- _RAW DATA_
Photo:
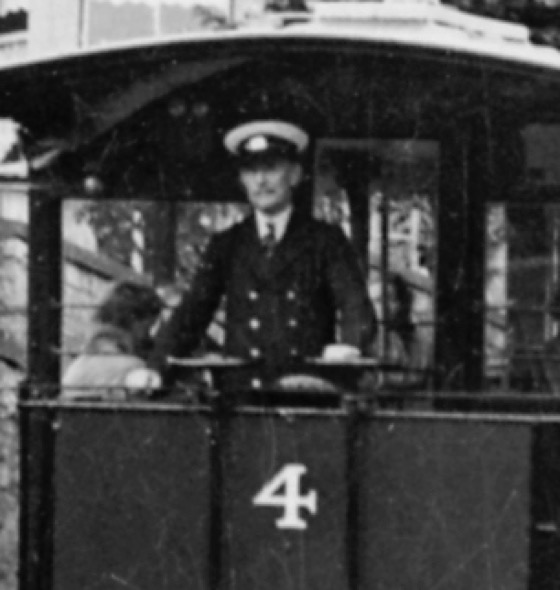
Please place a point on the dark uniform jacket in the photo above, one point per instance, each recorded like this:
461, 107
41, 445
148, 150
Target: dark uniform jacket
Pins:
280, 307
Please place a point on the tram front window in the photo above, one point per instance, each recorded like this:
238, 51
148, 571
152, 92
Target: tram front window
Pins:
385, 207
384, 194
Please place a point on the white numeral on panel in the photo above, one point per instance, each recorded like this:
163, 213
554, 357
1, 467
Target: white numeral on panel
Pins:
284, 491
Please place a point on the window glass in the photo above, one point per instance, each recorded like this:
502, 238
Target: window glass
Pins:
522, 296
115, 240
383, 194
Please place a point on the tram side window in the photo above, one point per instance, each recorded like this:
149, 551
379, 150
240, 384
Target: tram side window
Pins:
522, 297
383, 193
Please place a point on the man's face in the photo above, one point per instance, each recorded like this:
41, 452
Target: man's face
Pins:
269, 183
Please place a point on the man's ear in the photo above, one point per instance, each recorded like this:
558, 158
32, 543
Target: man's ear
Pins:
296, 174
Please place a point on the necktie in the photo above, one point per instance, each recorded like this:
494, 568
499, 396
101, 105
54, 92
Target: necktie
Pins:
269, 239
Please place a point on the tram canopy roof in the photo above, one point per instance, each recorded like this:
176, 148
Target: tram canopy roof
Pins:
435, 53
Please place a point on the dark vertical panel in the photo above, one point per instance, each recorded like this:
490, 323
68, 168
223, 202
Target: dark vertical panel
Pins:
259, 553
445, 504
132, 501
165, 244
45, 288
545, 538
465, 187
36, 499
450, 350
480, 190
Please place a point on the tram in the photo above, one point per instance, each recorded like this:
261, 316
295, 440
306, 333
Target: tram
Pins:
437, 151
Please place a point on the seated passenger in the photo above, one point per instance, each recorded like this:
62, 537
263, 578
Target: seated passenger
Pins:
120, 342
286, 278
403, 346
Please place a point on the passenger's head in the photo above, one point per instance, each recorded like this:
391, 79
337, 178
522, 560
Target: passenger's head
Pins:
268, 154
399, 304
133, 308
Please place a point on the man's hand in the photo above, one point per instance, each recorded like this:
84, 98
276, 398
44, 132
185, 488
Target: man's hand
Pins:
341, 352
145, 379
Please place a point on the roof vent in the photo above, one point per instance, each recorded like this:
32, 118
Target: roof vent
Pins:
420, 13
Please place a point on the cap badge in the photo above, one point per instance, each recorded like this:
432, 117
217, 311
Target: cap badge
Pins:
257, 143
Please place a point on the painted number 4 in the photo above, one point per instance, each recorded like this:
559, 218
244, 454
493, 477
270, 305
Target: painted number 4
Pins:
284, 491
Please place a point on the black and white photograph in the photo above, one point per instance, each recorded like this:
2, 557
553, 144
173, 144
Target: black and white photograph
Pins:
279, 294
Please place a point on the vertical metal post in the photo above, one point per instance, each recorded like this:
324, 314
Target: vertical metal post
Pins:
44, 289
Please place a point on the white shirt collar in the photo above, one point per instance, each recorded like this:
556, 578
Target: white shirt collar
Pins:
280, 222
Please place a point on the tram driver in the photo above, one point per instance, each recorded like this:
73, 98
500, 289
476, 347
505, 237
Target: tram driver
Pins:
288, 279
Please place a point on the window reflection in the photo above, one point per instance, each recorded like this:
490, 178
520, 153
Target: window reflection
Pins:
383, 194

- _WORK REQUEST_
Please give an exact printout of all the records, pictures aside.

- _ANSWER BELOW_
Photo:
Please place a point on the dark uniform jacket in the photo above, one point per instance, each recorded like this:
461, 107
41, 445
148, 150
Target: dark uniform jacket
Pins:
280, 307
Please place a point on the tram front window in the photo above, one point per instance, each recorded like this:
238, 51
148, 571
152, 92
Target: tram front window
Pins:
385, 207
384, 194
Please place a point on the white numeral on panel in the photo above, one point per instance, each recorded like this:
163, 213
554, 357
1, 467
Target: white numeral on panel
Pins:
284, 491
Please place a point on the window glass in the photo above, one point per instance, each recorded like this:
502, 238
Target: window glass
Pins:
522, 296
115, 240
383, 194
Please place a point on the tram side window in the photo above, one point per instance, each recorded like this:
149, 551
379, 150
240, 384
Target: tram side window
Pins:
522, 297
383, 193
Please place a point on the man's face in the photo above, one point per instance, each recorded like this:
41, 452
Target: man's face
Pins:
269, 183
Please place a point on the man's ear in the photo above, one point per instance, each recorded like this:
558, 158
32, 543
Target: man's ear
Pins:
296, 174
Please place a point on the necktie in the photo above, one point per instance, each recorded like this:
494, 568
499, 396
101, 105
54, 92
Target: necktie
Pins:
269, 239
Please place a point on the tram canopy roof in the photo above, one point per instance, each recorded like this:
176, 148
Target: tram canopy roof
Pins:
435, 53
Please place a point on the dark vertical panel in the photo above, one point per instance, each recorded like this:
490, 323
68, 168
223, 202
Target: dark vertical panel
Pins:
259, 553
445, 504
132, 501
165, 244
45, 288
545, 538
465, 187
36, 499
450, 350
480, 190
Please place a point on the tram in the photo above, one point per instance, each recorded like this:
261, 316
295, 440
306, 333
Target: tram
Pins:
437, 151
Please place a point on the seated passenger in the photo above, one point per instance, each recorded like this:
62, 537
263, 578
Target: seated passenger
Pins:
120, 342
286, 278
403, 346
Please place a point on the passenger's head in the photo above, one point per instance, each recorded like this:
391, 79
337, 178
522, 560
Target: passenger's head
Pins:
268, 154
399, 304
133, 308
Please place a point on the man's hand in the photo above, one point per instance, each recorded like this:
84, 98
276, 398
44, 132
185, 488
Target: man's hand
Pins:
341, 352
145, 379
Please place a point on the roof vent in the photo above, one point per instance, each recorded like this:
32, 118
Target: roof vent
Pins:
420, 13
Please place a point on the cap badge in the photo above, one point per instance, each recorded like this:
432, 117
217, 311
Target: cap badge
Pins:
257, 143
Please place a point on the painted number 4 in the photo above, one point per instance, each recorded like this:
559, 218
244, 454
493, 477
270, 305
Target: painted number 4
Pins:
284, 491
Please place a point on the black and white photograph in the photo above, one point per instance, each recorded like this:
2, 557
553, 144
173, 144
Target: black and white photograph
Pins:
279, 294
Please place a point on the vertical metal post in the photo above, one point per instance, each recorded like this:
324, 314
Target: vertical metal post
Pins:
44, 289
Please place a point on the white shirt collar in the photo above, one point per instance, each recorded like this:
556, 578
Target: white shirt collar
Pins:
280, 222
Please place a point on the tram driver in the photo above, one point per instance, each recorded like this:
73, 98
500, 289
476, 347
505, 237
Target: tram driver
Pins:
288, 279
Please place a point on the window reflection in the photo above, one point per instance, each recorded like this:
490, 178
520, 153
Target: window reflection
Pins:
383, 194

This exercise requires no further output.